◆ **WHAT YOU NEED TO DO**
Repeat the entries exactly as they stand.

◆ **MATERIAL PROVIDED**
--*--
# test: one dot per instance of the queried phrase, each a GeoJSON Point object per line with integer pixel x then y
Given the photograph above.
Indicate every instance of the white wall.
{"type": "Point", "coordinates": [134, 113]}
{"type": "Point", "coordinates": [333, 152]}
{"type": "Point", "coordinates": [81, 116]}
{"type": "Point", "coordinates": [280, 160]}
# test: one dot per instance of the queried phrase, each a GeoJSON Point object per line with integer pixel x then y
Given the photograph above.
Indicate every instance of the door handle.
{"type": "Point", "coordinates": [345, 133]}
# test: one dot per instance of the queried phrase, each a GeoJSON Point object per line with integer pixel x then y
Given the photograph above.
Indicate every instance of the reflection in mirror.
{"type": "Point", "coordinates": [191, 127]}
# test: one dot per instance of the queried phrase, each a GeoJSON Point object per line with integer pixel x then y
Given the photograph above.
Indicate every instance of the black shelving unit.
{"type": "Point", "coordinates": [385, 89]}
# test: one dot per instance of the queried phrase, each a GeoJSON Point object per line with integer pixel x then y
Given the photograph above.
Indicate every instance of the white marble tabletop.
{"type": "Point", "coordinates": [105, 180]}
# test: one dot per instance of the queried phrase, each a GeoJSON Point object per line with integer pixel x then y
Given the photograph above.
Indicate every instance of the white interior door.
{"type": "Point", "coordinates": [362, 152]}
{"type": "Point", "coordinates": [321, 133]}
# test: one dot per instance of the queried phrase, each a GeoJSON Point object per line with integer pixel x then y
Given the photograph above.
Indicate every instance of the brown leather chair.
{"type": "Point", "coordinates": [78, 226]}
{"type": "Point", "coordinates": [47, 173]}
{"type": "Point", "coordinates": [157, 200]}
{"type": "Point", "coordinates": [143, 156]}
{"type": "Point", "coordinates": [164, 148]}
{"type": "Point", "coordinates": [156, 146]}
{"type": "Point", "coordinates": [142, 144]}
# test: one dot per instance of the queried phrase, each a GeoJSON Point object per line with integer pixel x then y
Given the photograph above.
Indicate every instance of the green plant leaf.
--*--
◆ **SOLUTION TO THIS TASK**
# test: one dot per instance of the queried phrase, each a GeoJSON Point object per line with integer pixel x then y
Given the photograph above.
Indicate every instance of the white wall.
{"type": "Point", "coordinates": [134, 113]}
{"type": "Point", "coordinates": [333, 152]}
{"type": "Point", "coordinates": [81, 116]}
{"type": "Point", "coordinates": [280, 160]}
# test: one dot per instance of the queried phrase, each a GeoJSON Point object per line with integer pixel x then y
Given the photograph above.
Indicate every instance of the door handle.
{"type": "Point", "coordinates": [345, 133]}
# test: one dot per instance of the queried phrase, each a GeoJSON Point object per line with integer pixel x then y
Given the photograph above.
Indicate every instance of the reflection in mirror.
{"type": "Point", "coordinates": [191, 127]}
# test: one dot per instance of the queried phrase, each a GeoJSON Point object per line with integer pixel x then y
Given the photograph above.
Indicate every instance of the black shelving unit.
{"type": "Point", "coordinates": [385, 89]}
# test: one dot per instance of the queried phrase, each a GeoJSON Point object per line with integer pixel x then y
Given the photograph above.
Indicate every instance of the white marble tabletop.
{"type": "Point", "coordinates": [105, 180]}
# test: one dot per instance of the queried phrase, each a GeoJSON Point object per line with integer pixel x then y
Given the photograph above.
Indicate every instance of the white interior door.
{"type": "Point", "coordinates": [362, 152]}
{"type": "Point", "coordinates": [321, 133]}
# test: one dot per instance of the queried phrase, each a GeoJSON Point object per line with integer pixel x then y
Given the photograph above.
Indicate every instance of the brown leather chair.
{"type": "Point", "coordinates": [78, 226]}
{"type": "Point", "coordinates": [47, 173]}
{"type": "Point", "coordinates": [157, 200]}
{"type": "Point", "coordinates": [143, 156]}
{"type": "Point", "coordinates": [164, 148]}
{"type": "Point", "coordinates": [156, 146]}
{"type": "Point", "coordinates": [142, 144]}
# test: one dot per instance of the queried phrase, each a GeoJSON Point object per line with integer pixel x then y
Given the photograph above.
Indicate every instance of the green plant leaf.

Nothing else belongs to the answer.